==== Exercise data

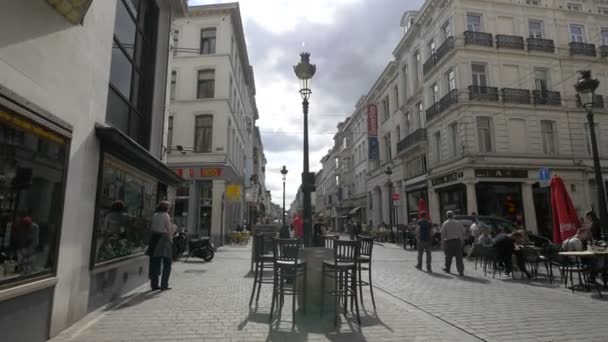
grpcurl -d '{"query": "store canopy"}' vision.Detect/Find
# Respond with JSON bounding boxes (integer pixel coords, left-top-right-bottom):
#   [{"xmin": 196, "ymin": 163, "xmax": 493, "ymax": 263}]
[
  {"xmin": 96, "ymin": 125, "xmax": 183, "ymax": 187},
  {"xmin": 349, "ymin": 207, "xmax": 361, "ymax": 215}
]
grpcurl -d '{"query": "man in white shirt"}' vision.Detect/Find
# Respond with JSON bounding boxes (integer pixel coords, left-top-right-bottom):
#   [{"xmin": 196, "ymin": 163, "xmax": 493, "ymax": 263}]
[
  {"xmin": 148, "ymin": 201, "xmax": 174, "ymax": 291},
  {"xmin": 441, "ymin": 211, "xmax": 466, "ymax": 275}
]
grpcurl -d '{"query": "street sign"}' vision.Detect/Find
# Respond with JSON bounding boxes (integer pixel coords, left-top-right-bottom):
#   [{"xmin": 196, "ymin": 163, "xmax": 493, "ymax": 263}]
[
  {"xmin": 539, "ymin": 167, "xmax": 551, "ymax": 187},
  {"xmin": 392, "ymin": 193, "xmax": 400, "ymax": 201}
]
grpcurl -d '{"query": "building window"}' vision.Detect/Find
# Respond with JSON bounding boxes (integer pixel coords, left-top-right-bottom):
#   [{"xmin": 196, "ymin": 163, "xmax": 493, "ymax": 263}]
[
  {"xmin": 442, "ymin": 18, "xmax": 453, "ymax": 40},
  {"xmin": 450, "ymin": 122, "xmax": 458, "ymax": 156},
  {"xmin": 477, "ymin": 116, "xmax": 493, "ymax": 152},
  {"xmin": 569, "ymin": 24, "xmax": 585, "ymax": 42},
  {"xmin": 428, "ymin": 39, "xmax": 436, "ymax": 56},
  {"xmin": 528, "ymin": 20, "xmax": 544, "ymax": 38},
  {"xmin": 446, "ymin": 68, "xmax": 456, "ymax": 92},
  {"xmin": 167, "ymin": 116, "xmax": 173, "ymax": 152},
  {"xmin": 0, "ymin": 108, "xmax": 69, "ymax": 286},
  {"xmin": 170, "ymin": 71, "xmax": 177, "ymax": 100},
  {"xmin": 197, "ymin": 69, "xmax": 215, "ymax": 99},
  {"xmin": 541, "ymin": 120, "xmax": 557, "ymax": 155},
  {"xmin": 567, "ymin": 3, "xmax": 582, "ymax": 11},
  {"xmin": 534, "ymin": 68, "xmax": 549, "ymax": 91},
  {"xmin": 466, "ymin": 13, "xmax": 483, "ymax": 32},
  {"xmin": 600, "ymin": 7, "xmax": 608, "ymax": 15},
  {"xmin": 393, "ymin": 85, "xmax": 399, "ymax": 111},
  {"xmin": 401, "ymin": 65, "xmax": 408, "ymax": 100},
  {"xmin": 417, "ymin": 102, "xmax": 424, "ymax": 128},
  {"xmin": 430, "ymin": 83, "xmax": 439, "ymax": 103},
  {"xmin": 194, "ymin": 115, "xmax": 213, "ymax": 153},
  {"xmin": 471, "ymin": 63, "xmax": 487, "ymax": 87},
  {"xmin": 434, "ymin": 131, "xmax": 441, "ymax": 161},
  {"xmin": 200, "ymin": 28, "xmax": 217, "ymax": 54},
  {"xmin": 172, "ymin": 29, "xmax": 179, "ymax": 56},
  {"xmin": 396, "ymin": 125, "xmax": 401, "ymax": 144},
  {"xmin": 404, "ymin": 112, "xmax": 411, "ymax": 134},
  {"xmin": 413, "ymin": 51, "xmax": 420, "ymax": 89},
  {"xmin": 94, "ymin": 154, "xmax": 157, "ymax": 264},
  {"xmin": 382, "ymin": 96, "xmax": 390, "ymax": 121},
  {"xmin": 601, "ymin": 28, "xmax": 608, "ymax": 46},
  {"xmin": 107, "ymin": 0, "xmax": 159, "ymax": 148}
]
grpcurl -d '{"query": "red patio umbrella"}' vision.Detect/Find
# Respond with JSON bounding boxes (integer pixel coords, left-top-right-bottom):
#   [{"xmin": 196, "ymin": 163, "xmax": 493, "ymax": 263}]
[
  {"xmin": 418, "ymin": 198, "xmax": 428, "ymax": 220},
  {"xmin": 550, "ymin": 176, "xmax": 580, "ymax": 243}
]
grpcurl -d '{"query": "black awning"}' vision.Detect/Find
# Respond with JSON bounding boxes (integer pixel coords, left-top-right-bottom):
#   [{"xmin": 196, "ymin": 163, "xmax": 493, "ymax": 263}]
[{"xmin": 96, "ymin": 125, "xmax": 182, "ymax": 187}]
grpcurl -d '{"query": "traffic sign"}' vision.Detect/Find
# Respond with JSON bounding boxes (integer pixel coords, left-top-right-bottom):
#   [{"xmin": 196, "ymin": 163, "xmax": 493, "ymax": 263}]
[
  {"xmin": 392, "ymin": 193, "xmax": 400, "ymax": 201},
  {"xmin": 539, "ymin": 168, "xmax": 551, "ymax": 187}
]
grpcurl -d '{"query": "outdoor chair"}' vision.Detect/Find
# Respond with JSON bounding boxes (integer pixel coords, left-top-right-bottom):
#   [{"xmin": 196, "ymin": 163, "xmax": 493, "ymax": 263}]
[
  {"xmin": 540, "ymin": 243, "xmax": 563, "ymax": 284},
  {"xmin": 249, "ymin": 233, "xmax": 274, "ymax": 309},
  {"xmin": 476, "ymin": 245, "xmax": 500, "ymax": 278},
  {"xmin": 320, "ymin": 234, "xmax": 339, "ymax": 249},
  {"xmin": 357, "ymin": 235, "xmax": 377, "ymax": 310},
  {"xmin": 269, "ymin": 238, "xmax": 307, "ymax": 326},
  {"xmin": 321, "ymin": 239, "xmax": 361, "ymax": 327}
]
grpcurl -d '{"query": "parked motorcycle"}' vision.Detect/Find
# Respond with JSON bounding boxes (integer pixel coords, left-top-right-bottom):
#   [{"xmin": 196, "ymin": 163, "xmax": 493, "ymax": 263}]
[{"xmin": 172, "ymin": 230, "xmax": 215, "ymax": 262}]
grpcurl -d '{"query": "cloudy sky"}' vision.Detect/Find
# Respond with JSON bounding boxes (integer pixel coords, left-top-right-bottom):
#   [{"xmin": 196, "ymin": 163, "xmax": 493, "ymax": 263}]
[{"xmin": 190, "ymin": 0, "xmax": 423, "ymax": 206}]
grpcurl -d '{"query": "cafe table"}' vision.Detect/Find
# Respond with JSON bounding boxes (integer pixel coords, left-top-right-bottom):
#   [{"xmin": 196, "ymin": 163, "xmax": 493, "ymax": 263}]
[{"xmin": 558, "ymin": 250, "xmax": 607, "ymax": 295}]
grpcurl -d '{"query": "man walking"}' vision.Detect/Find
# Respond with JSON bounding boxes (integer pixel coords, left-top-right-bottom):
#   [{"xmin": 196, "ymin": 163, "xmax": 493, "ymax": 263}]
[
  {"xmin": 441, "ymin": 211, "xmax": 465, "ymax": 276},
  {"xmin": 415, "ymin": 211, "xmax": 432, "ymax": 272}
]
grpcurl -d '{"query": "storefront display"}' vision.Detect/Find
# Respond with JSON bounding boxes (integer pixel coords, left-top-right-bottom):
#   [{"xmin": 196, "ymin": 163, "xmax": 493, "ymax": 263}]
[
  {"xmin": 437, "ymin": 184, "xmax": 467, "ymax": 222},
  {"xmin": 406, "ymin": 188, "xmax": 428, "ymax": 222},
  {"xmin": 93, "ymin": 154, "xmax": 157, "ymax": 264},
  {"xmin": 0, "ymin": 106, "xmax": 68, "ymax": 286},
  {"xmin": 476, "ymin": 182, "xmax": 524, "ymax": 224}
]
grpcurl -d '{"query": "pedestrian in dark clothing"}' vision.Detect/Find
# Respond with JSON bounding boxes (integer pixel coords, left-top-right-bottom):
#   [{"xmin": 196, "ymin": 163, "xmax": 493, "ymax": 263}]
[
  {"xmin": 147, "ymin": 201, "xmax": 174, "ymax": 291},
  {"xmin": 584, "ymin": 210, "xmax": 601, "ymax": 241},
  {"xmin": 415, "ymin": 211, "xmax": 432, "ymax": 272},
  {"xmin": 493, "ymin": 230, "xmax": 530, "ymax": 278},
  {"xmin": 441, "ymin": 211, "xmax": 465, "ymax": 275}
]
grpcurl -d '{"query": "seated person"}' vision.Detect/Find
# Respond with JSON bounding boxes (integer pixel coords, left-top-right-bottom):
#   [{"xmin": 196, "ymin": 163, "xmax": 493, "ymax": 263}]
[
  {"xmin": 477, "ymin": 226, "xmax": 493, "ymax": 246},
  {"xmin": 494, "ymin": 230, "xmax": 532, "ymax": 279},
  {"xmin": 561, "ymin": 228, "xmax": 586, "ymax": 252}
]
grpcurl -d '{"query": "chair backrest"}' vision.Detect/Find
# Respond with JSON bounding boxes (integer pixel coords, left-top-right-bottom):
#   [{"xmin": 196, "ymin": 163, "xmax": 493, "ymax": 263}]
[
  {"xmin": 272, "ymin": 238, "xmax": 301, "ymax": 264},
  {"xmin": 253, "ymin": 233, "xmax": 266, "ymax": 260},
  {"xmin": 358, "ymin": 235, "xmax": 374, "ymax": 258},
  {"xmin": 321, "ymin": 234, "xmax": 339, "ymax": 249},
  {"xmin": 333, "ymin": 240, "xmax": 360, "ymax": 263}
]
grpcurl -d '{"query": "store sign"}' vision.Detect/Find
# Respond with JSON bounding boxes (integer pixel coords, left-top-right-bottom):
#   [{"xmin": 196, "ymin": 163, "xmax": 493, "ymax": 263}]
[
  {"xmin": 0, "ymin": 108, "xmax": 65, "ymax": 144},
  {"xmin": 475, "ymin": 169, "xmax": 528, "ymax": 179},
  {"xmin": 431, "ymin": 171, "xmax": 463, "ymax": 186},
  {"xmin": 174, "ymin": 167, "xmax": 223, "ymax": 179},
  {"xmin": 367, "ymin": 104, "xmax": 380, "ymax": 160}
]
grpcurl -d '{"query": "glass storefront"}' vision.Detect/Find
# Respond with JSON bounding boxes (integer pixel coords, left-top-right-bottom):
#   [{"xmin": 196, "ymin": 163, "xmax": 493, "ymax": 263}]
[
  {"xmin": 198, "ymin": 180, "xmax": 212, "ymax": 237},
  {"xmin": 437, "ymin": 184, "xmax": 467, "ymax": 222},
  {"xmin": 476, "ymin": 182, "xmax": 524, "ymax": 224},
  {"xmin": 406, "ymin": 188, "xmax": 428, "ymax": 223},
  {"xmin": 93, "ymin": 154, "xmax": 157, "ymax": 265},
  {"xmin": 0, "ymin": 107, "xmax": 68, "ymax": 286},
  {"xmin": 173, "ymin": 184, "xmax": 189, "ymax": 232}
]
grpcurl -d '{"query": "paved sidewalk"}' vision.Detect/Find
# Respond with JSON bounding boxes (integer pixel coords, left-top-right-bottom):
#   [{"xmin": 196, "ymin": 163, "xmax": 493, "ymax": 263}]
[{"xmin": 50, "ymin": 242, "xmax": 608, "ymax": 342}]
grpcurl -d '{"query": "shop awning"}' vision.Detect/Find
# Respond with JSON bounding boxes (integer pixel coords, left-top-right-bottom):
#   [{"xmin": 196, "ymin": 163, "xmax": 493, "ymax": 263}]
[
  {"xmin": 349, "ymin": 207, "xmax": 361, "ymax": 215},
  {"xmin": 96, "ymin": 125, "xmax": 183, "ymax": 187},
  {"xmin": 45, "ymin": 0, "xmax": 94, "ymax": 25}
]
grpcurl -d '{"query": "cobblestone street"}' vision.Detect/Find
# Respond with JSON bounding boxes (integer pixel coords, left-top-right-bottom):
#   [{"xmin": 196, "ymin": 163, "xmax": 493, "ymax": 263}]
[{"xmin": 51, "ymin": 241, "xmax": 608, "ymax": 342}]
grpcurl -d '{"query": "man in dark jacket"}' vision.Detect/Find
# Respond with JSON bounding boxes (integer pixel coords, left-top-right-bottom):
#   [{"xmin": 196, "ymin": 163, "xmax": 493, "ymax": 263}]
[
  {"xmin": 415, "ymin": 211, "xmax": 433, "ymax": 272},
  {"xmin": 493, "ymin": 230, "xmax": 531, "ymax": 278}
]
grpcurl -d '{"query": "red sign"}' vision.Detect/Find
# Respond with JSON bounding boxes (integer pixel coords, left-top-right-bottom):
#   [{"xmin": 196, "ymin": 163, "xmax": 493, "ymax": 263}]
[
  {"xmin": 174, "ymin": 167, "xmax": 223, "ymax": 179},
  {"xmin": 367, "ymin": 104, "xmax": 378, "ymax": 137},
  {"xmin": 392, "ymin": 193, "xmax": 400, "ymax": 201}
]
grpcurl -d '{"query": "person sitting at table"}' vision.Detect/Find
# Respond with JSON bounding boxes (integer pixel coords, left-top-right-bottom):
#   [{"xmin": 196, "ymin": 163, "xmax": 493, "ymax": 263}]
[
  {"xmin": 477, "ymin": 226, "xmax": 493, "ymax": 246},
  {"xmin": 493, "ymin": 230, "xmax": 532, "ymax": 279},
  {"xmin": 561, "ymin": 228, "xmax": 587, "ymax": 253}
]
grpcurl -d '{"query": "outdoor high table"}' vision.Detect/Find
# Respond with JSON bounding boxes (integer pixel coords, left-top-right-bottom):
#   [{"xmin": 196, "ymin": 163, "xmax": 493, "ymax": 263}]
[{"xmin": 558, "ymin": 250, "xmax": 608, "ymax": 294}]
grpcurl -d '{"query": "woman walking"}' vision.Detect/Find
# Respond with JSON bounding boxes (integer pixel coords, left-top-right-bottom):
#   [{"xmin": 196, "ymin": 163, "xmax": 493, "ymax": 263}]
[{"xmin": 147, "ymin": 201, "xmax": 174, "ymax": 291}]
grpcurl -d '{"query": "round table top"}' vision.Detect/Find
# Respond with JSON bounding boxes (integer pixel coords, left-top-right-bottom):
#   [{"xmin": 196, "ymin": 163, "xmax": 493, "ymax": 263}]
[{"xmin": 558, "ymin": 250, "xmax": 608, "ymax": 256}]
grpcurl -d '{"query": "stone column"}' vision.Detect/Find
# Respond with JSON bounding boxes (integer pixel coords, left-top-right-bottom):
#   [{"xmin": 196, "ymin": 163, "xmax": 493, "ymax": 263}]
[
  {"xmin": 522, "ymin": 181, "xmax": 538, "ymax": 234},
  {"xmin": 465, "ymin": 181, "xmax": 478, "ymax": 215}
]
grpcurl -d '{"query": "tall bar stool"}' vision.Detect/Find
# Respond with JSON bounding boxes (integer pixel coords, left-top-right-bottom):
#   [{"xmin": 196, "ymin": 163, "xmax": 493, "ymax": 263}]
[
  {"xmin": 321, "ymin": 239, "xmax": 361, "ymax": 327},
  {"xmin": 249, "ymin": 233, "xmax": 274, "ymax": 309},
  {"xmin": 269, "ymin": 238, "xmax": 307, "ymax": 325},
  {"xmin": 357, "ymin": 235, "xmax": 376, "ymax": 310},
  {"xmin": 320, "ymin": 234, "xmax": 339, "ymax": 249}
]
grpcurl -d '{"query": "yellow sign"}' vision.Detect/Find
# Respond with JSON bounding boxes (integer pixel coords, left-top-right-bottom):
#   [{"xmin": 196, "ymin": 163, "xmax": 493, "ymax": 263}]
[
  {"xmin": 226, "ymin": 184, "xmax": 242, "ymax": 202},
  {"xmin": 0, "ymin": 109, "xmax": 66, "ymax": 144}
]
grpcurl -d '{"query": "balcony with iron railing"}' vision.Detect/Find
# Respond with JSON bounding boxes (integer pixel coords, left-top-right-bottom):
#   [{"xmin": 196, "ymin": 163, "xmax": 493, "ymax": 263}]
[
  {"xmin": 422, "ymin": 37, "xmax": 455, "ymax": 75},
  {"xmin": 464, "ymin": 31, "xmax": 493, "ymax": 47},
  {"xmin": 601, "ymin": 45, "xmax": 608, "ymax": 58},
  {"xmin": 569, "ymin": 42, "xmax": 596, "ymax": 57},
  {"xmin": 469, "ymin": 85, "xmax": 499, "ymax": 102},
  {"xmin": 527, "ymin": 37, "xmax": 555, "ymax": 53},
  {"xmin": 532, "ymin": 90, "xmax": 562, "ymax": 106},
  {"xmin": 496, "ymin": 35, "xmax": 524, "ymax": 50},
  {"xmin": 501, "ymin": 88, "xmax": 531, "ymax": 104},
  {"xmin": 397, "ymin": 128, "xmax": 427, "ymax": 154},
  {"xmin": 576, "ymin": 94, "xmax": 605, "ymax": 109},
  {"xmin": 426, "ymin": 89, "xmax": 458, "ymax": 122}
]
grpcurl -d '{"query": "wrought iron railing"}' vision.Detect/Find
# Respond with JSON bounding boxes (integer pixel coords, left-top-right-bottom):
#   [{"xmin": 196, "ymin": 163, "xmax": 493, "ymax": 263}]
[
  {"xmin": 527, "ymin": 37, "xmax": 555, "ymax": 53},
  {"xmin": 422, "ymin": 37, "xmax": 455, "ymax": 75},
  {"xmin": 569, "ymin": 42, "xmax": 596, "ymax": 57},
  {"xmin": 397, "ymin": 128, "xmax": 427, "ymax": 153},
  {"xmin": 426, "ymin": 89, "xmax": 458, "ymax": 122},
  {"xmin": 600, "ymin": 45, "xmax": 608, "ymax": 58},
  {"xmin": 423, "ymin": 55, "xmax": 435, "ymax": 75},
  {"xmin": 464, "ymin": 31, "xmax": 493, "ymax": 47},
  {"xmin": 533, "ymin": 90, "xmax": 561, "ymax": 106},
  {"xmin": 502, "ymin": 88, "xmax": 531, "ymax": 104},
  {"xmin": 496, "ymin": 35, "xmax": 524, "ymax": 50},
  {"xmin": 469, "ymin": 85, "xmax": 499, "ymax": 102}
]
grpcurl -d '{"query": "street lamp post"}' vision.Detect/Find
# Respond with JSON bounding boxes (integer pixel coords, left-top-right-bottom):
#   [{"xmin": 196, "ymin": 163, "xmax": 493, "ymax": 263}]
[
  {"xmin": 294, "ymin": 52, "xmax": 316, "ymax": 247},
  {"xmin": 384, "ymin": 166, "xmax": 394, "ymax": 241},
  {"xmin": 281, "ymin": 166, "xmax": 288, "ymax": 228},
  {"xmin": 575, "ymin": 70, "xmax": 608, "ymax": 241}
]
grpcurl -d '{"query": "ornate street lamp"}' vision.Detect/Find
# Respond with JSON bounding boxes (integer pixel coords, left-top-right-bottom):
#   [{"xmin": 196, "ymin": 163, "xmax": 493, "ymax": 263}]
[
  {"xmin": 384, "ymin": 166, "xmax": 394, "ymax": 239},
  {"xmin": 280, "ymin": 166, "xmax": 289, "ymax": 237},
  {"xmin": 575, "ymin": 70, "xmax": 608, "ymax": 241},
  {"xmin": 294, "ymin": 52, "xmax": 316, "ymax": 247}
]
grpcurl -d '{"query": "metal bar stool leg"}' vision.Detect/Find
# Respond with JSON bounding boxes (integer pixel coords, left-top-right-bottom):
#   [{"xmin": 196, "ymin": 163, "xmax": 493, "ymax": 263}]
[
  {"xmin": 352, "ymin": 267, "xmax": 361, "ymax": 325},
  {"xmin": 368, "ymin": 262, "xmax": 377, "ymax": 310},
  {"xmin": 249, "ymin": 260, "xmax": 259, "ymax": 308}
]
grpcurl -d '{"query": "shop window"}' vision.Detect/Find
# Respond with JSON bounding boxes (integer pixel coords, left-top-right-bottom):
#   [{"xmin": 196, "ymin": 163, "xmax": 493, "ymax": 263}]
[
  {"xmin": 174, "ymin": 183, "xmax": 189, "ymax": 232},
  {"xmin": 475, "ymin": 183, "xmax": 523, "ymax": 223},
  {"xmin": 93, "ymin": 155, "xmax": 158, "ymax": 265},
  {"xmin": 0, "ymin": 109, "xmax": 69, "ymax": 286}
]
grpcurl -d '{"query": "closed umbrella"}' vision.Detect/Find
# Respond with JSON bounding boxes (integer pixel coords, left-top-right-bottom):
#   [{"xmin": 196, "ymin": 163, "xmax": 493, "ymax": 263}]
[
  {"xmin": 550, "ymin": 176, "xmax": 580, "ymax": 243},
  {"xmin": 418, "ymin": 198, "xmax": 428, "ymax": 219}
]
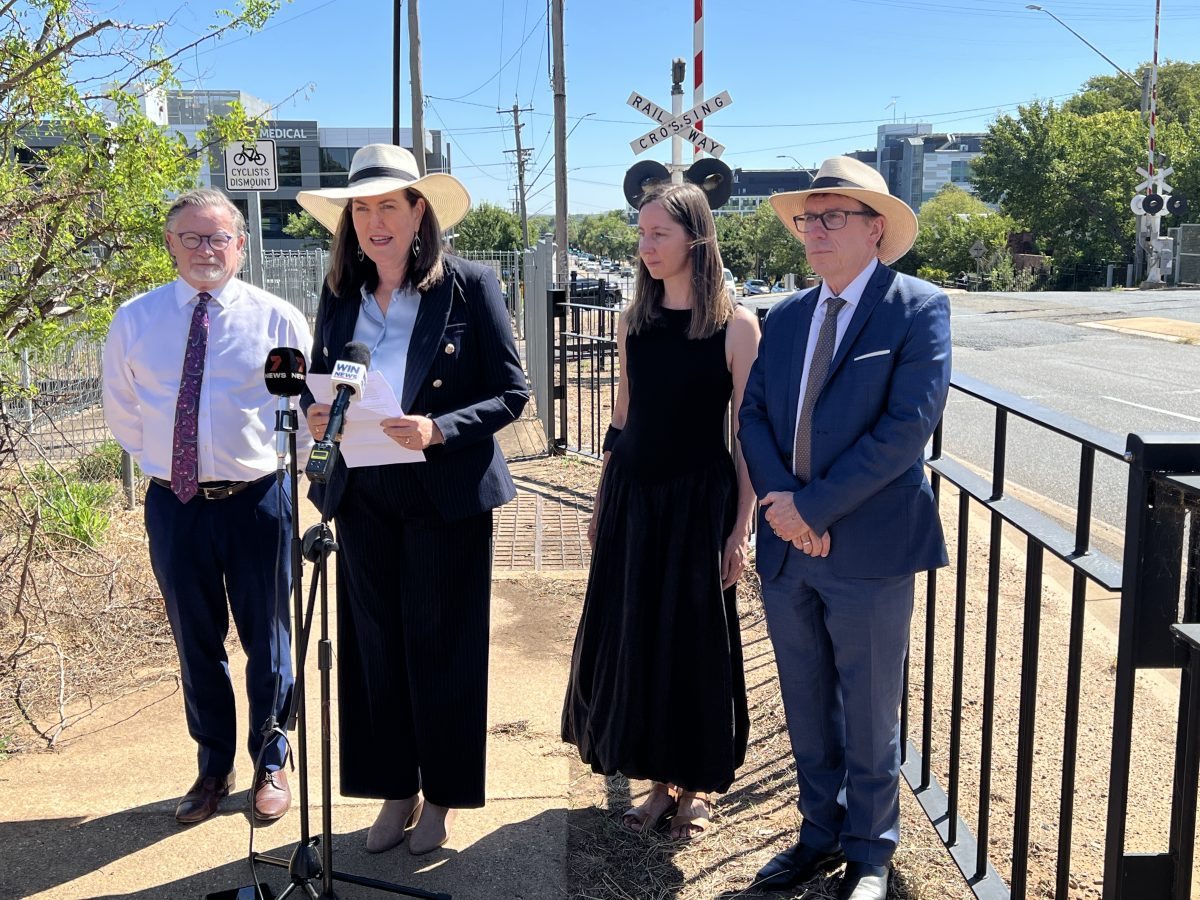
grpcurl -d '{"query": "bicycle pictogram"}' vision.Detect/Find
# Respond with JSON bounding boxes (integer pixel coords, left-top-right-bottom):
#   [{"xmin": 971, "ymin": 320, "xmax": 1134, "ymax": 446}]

========

* **What needs to be done**:
Count up the lines of the data that include "window". Reply with a number only.

* **Solution**:
2